====== FRAGMENTO ELEGIDO

Cuando se afirma que los festivales de cine son espacios en los que los espectadores pueden acceder a esas películas y cineastas que son ignorados por el circuito comercial, no necesariamente se hace referencia a un cine pesado o aburrido. Porque la indiferencia de algunos distribuidores y sobre todo de los exhibidores tiene más que ver con intereses comerciales que con una evaluación imparcial de los productos a los que deciden ignorar. Por eso un festival de las dimensiones del que se desarrolla en actualmente en Mar del Plata no sólo tiene la libertad para programar ese tipo de cine que se aparta del canon comercial que representan sobre todo los productos de la industria estadounidense. También le hace un espacio a películas que calzan perfectamente dentro de ese patrón, pero que no sólo no cuentan con grandes estrellas entre sus protagonistas, sino que además provienen de países que al espectador promedio pueden resultarles exóticos y por eso, merecedores de cargar con el estigma de la duda permanente acerca de su calidad.

============

*QUÉ HACER*. Sigue escribiendo el fragmento sobre los festivales de cine a partir de su última frase. Las líneas que vienen después de este fragmento no hacen falta.

====== DATOS

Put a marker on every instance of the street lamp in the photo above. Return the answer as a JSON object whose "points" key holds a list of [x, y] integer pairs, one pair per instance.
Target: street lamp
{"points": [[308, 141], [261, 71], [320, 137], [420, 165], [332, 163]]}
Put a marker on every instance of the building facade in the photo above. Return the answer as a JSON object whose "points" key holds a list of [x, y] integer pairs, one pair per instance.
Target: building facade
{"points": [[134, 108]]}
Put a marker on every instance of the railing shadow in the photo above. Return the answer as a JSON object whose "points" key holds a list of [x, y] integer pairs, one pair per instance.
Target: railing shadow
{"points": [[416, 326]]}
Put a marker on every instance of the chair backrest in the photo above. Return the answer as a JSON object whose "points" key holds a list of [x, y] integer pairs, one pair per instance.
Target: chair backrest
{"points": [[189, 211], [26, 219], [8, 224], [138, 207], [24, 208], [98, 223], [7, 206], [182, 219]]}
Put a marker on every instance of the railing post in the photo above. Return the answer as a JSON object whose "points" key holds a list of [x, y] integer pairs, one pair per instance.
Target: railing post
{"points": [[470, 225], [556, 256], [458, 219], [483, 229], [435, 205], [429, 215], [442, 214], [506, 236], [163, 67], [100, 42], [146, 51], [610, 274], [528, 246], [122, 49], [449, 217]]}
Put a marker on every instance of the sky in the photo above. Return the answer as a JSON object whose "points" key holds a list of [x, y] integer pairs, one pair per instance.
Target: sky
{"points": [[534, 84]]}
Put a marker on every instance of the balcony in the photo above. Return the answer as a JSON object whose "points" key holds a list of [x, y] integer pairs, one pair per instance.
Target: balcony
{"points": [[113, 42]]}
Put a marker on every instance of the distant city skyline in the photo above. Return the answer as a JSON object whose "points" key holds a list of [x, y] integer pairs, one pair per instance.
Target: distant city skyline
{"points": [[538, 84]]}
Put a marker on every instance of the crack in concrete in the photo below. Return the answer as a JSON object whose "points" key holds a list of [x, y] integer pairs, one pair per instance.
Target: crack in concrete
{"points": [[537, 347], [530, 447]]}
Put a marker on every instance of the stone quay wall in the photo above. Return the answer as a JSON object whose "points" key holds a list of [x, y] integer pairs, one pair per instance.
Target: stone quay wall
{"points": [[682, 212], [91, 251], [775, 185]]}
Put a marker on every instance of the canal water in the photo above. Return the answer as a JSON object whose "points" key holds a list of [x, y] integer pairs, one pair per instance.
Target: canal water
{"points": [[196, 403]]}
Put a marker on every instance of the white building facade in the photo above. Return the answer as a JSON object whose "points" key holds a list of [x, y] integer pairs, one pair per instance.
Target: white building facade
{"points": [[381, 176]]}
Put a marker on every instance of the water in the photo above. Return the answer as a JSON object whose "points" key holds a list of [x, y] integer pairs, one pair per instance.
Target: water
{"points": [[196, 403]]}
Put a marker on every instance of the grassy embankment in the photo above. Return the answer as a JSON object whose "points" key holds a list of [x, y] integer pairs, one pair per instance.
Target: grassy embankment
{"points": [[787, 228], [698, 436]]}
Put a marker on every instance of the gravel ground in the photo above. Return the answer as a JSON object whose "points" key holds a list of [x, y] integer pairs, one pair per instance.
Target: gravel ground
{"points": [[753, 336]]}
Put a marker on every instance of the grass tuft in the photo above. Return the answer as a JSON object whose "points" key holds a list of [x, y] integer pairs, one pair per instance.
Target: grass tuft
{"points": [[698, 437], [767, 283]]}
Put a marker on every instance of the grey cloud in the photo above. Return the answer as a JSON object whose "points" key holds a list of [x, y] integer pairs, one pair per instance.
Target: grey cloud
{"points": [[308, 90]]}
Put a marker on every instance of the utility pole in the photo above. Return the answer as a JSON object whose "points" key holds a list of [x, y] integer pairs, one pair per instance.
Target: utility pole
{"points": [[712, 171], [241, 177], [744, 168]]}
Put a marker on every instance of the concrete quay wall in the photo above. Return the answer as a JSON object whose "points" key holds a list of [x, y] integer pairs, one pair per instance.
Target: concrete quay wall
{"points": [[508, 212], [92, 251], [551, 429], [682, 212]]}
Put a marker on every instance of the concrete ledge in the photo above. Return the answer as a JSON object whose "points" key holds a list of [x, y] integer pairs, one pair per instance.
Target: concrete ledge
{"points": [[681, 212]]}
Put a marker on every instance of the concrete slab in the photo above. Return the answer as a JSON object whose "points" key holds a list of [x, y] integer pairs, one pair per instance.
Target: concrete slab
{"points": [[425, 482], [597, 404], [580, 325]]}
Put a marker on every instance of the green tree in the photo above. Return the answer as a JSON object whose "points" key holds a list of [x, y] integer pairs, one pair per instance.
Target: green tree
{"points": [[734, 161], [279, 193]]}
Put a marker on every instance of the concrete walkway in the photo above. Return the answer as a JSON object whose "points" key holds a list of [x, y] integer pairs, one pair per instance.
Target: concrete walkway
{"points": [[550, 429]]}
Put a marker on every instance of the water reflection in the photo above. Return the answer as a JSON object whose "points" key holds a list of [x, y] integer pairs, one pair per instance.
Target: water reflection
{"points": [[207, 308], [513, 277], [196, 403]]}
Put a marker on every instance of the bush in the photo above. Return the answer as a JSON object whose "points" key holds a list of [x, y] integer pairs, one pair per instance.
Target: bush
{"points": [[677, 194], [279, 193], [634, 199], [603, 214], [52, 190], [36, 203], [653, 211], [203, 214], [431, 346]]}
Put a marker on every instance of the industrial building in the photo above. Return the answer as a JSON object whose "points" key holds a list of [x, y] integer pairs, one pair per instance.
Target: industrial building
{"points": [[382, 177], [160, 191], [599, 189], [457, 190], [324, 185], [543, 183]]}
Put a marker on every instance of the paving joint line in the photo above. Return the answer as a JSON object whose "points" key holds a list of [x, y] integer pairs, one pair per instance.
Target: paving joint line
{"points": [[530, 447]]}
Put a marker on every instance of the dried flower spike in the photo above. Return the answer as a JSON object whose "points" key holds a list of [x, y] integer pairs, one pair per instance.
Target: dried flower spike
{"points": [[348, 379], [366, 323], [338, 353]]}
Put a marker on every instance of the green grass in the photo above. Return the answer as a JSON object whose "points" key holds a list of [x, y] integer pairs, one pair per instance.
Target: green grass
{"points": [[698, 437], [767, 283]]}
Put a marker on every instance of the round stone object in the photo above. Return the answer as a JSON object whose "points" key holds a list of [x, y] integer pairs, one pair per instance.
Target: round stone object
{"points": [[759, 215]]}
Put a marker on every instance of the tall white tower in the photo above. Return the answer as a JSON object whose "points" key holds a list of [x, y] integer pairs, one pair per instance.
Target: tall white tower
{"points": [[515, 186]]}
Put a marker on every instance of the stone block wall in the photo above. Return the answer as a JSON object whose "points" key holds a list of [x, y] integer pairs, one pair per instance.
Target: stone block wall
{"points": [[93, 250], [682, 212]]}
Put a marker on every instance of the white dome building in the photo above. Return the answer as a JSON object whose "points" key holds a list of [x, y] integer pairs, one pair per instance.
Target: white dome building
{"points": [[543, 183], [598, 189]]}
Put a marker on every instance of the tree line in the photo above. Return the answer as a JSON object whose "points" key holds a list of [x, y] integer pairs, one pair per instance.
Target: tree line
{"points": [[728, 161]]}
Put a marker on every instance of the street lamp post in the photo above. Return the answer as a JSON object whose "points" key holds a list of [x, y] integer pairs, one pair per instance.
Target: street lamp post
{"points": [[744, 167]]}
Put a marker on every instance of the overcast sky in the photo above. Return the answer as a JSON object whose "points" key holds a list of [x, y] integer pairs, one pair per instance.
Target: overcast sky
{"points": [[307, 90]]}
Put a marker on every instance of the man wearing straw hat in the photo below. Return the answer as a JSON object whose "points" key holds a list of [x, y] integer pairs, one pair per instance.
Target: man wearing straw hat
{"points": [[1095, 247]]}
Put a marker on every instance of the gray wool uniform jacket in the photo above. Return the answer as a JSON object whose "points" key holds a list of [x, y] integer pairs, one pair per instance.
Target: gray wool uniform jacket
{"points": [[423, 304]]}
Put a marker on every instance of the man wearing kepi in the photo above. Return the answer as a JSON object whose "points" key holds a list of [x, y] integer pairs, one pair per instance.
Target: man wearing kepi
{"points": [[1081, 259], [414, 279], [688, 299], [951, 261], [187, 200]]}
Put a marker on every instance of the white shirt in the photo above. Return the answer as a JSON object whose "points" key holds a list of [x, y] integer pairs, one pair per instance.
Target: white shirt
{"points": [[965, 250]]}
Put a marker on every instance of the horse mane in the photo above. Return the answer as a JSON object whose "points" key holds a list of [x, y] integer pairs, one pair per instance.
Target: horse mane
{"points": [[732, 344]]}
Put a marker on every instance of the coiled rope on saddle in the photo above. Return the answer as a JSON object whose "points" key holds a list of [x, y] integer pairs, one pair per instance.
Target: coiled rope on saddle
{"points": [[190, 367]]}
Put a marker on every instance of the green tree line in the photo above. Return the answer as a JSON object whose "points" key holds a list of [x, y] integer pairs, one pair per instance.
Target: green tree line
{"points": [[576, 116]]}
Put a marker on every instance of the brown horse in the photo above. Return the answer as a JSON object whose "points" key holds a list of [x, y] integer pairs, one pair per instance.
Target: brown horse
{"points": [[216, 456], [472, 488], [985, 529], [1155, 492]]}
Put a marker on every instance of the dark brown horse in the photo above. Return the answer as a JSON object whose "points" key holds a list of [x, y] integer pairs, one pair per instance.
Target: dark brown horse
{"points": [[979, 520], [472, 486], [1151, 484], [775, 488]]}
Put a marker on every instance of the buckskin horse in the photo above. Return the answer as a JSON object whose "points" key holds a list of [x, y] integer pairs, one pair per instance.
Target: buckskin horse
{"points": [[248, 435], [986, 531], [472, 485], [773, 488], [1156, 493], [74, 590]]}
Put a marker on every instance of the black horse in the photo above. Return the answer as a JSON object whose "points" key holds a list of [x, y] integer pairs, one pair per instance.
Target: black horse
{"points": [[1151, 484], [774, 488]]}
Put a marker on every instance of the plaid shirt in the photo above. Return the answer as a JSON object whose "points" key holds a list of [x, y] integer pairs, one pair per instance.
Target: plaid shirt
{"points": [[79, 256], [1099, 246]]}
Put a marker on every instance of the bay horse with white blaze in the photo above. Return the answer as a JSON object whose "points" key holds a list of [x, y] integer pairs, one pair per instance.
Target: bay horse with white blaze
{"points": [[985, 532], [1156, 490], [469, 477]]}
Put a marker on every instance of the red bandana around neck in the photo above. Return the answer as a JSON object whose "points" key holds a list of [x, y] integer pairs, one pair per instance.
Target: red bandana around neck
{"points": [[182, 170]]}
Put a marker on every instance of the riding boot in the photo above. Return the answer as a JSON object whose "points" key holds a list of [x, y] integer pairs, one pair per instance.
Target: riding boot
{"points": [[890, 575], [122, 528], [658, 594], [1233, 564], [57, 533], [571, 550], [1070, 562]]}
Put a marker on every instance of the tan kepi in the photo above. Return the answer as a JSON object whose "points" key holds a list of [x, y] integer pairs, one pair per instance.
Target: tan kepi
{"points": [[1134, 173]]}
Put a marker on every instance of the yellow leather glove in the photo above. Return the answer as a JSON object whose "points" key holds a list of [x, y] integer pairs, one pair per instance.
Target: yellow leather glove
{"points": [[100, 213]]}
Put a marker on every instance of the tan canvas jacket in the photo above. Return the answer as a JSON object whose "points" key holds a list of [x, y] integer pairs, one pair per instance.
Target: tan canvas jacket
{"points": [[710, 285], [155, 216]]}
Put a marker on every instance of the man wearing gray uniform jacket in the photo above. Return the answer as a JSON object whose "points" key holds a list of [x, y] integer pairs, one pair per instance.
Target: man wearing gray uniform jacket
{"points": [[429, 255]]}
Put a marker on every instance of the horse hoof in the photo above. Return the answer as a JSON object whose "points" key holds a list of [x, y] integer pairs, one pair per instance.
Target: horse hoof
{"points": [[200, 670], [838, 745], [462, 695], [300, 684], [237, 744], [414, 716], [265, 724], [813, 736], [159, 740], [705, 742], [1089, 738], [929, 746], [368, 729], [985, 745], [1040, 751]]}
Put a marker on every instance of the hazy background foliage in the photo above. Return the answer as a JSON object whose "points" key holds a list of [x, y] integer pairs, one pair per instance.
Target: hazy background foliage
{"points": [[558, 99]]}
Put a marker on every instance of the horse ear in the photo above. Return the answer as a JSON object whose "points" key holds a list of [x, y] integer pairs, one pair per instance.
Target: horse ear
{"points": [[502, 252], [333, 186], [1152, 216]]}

============

*TU RESPUESTA*.
Dentro de esa categoría se pueden englobar las películas producidas por países de extremo oriente y el sudeste asiático. De ellas nos separan no sólo la ignorancia, sino también un sinnúmero de vínculos culturales que pueden acabar convertidos en prejuicio. Sin embargo se trata de una región que no sólo ha sabido releer y filtrar los tradicionales géneros cinematográficos a través de sus propias tradiciones, sino que además cuenta con un andamiaje técnico de la suficiente calidad como para poder producir películas de compleja factura. A tal punto que oriente se ha convertido en uno de los polos más prolíficos en la producción de cine de acción. La originalidad de sus miradas y puestas en escena han convertido a estás películas en un clásico de los festivales de cine, un culto que ha convertido al Festival de Mar del Plata en santuario.
En esta 31° edición, el festival vuelve a reunir los nombres de algunos de los más destacados cineastas de la región, algunos procedentes de tradiciones cinematográficas muy ricas, como la del Japón, Hong Kong o Corea del Sur, y otros de países cuyo cine no ha sido tan difundido, como Tailandia, Malasia o Indonesia. Dentro del primer grupo se destacan los nombres del japonés Sono Sion o el hongkonés Johnnie To, dos cineastas magistrales e hiperactivos que este año presentan respectivamente Antiporno y Three, sus últimos trabajos, ambos integrados a la sección "Autores". Dentro de la sección "Hora Cero" se destaca Headshoot, de los indonesios Kimo Stamboel y Timo Tjahjanto, una hiperbólica historia de venganza y redención de tal magnitud y desprejuicio, que no teme hacer convivir dentro de su relato algunas de las más extraordinarias secuencias de acción que puedan verse en el cine actual, y una historia de amor tan kitsch que recuerda sin esfuerzo a un culebrón venezolano. Claro que para que la combinación resulte exitosa hace falta humor, algo que en esta película no escasea aunque no de manera explícita, sino en la autoconciencia de su desmesura.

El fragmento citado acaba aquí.